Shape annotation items
---

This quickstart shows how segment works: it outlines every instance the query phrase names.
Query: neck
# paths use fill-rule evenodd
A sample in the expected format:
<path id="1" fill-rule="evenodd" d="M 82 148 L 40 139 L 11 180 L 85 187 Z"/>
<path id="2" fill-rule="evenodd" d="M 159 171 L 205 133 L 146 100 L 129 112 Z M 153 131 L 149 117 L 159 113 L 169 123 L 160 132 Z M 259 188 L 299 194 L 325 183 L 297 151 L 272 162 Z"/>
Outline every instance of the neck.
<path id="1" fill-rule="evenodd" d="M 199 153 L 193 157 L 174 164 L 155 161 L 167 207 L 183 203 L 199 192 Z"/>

---

> [Problem to solve]:
Please set down every one of the items above, line for line, with no changes.

> [Result for this exercise]:
This quickstart shows how segment works: it outlines every instance the query phrase names.
Query: neck
# paths use fill-rule evenodd
A sample in the expected format:
<path id="1" fill-rule="evenodd" d="M 82 148 L 40 139 L 11 180 L 85 187 Z"/>
<path id="2" fill-rule="evenodd" d="M 159 171 L 205 133 L 146 100 L 129 112 Z M 153 131 L 149 117 L 159 113 L 169 123 L 160 132 Z M 259 188 L 299 194 L 325 183 L 297 151 L 272 162 Z"/>
Outline every instance of the neck.
<path id="1" fill-rule="evenodd" d="M 199 153 L 193 157 L 174 164 L 155 161 L 167 207 L 183 203 L 199 192 Z"/>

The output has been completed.